- DATASET CONTENT -
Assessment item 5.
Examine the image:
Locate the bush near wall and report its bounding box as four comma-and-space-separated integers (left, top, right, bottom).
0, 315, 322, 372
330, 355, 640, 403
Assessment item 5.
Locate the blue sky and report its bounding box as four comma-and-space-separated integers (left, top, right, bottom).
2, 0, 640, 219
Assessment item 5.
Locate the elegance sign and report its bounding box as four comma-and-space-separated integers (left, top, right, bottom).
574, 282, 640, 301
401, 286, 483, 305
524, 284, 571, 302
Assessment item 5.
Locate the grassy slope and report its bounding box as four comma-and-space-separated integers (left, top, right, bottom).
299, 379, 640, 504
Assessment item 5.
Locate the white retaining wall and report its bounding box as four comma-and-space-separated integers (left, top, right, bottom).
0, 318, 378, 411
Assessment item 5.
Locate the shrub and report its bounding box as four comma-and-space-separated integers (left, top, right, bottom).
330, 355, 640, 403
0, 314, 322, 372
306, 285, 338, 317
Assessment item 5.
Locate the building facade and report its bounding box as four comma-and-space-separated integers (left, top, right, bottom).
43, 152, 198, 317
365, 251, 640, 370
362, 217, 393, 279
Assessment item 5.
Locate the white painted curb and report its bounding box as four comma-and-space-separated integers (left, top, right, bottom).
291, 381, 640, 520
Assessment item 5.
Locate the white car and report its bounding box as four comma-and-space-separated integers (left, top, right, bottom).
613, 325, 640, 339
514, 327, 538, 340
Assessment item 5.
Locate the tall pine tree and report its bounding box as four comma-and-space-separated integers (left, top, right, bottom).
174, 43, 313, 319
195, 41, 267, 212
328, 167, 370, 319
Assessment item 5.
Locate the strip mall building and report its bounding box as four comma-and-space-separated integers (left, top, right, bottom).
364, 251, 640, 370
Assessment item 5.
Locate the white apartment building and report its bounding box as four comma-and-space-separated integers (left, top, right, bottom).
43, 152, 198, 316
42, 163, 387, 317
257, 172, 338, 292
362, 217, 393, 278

- WHAT TO DO -
Please copy exactly, and only, the lines running from the one containing "Locate the blue" through the end of the listing.

- RESULT FOR THIS TASK -
Locate the blue sky and report its bounding box as four comma-and-space-separated integers (left, top, right, bottom).
2, 0, 640, 219
Assessment item 5.
Locate the elegance sign and report its bounding box as four comma-and-space-separated integers (left, top, right, bottom).
574, 282, 640, 301
401, 286, 483, 305
524, 284, 571, 302
Assessment item 5.
Locate the grassy slope and report its bounding box as four comma-and-space-separated integers (left, top, right, bottom).
299, 379, 640, 504
Assessment item 5.
Locate the white retaining wall and report its bounding box as four comma-and-space-separated integers (left, top, right, bottom).
0, 318, 378, 411
Assessment item 5.
Locate the shrub and report its bounding box as four comma-and-space-separated integers (left, top, right, bottom).
330, 355, 640, 403
0, 314, 322, 372
306, 285, 338, 317
Assessment item 5.
Locate the building facade and report its bounding box as four comma-and-space-separated integers (left, top, right, bottom).
43, 152, 198, 317
365, 251, 640, 370
362, 217, 393, 279
Assessment item 5.
Locate the white painted curb and report its bounding box as four comma-and-space-separated integers (left, top, right, bottom).
291, 381, 640, 520
Assessment item 5.
Locate the white car and report its bounding box as four comma-and-space-separated integers (left, top, right, bottom).
613, 325, 640, 339
514, 327, 538, 340
Assessment item 5.
Locate the tall pine tree and report its bounding box as four comma-and-space-separated integers (left, top, right, bottom).
174, 43, 313, 319
195, 41, 267, 212
328, 167, 370, 319
Assessment item 5.
Locate the strip mall building and report its bounding box as four comma-and-space-separated integers (left, top, right, bottom).
364, 251, 640, 370
Assessment item 5.
Locate the white apartment building and report its bounding box as four comma-and-space-separated integers (left, top, right, bottom).
43, 152, 198, 316
42, 163, 387, 317
257, 172, 338, 292
362, 217, 393, 278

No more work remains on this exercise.